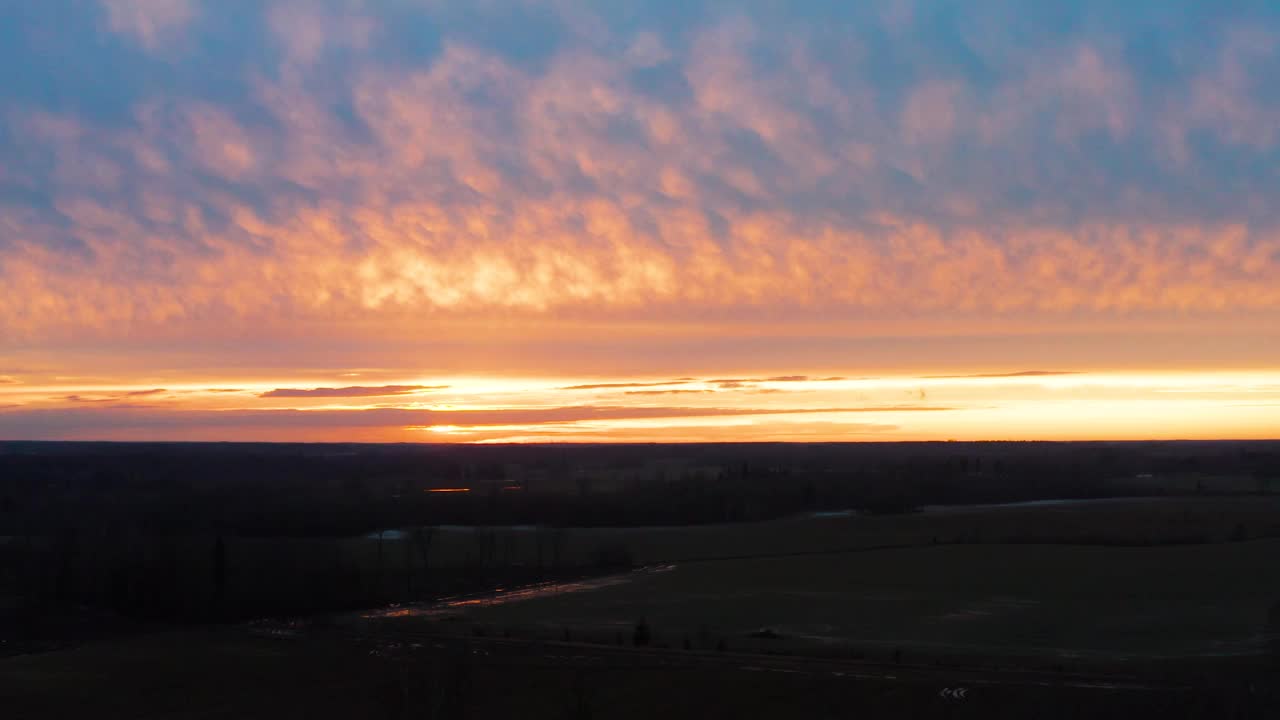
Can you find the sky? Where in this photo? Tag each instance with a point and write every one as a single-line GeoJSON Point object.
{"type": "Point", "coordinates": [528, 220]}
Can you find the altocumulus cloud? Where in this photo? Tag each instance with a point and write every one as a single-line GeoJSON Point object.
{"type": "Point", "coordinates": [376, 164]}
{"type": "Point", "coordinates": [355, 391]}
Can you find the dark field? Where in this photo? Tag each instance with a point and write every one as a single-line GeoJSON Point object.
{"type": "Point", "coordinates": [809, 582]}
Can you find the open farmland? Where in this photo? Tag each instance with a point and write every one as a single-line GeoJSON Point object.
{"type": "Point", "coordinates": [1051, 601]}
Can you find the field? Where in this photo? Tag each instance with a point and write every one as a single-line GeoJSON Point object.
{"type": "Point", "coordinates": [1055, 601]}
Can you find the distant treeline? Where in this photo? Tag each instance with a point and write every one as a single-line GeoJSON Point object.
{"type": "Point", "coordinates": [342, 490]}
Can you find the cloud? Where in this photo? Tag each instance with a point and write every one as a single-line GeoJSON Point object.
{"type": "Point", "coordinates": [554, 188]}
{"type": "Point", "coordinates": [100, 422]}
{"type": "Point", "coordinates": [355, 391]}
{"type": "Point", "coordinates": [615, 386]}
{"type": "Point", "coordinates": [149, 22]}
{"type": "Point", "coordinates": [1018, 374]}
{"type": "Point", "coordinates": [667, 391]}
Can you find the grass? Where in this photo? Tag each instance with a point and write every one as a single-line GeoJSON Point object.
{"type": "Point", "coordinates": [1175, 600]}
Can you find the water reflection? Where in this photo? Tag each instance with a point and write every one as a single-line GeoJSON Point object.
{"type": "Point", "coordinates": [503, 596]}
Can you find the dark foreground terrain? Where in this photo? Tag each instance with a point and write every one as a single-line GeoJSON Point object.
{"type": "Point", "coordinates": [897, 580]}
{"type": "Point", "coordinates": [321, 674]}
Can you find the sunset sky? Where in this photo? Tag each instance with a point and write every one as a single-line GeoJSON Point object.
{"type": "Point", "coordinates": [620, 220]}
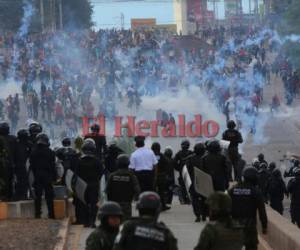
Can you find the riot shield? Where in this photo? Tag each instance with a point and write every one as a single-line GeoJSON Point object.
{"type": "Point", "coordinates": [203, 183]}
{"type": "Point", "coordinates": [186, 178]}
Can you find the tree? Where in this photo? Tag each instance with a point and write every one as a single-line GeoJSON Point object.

========

Print all records word for word, no images.

Can you find the sky? Where in this photo? Tag each instance with a point and write every one as a single-line GeoJSON Point object.
{"type": "Point", "coordinates": [528, 220]}
Can you find the altocumulus cloud? Where in this photo? Tag each instance with a point and write every one as a single-line GeoJSON Point object.
{"type": "Point", "coordinates": [376, 164]}
{"type": "Point", "coordinates": [355, 391]}
Can you find the dark field? Where in this photo? Tag each instance with a point and write every one as a single-line GeoJSON Point object.
{"type": "Point", "coordinates": [809, 582]}
Can you find the open farmland? Where in this photo? Tag each instance with a point and write every one as a single-line GeoJSON Point object.
{"type": "Point", "coordinates": [1051, 601]}
Can you find the field? Where in this photo? Tag each instance with a point and write every one as a single-line GeoJSON Point object.
{"type": "Point", "coordinates": [1055, 601]}
Can you find the distant treeline? Where in this photo? Tag each instance with a point and write every one as a single-line GeoJSON Point object.
{"type": "Point", "coordinates": [342, 490]}
Can you find the cloud? Where in this photo? Tag each instance with a point and write every one as a single-line GeoJSON Point object.
{"type": "Point", "coordinates": [554, 188]}
{"type": "Point", "coordinates": [100, 422]}
{"type": "Point", "coordinates": [355, 391]}
{"type": "Point", "coordinates": [615, 386]}
{"type": "Point", "coordinates": [149, 22]}
{"type": "Point", "coordinates": [1018, 374]}
{"type": "Point", "coordinates": [667, 391]}
Can you find the grass? Where in this photo? Tag each instance with a point and write every one as a single-line GeoJSON Point object.
{"type": "Point", "coordinates": [1175, 600]}
Can you find the water reflection? Where in this photo? Tag each instance with a point and write every one as a single-line GeoJSON Point object.
{"type": "Point", "coordinates": [503, 596]}
Can you find the dark foreground terrain? Where in this photo? Tag each instance with a point and write every one as a single-line GeoJSON Point object.
{"type": "Point", "coordinates": [897, 580]}
{"type": "Point", "coordinates": [321, 674]}
Can you find the sunset sky? Where in this photo? Tag each instance with a point and write every one as a single-line GeoJSON Point object.
{"type": "Point", "coordinates": [620, 220]}
Can you find the riot shield? Where in this photo? Tag each instance with a point and write every one as a single-line GeoJSON Point object.
{"type": "Point", "coordinates": [203, 183]}
{"type": "Point", "coordinates": [186, 178]}
Can you find the tree? Where in this photo? Tag each instance with a point and write every one as a single-line GeoJSON Point object.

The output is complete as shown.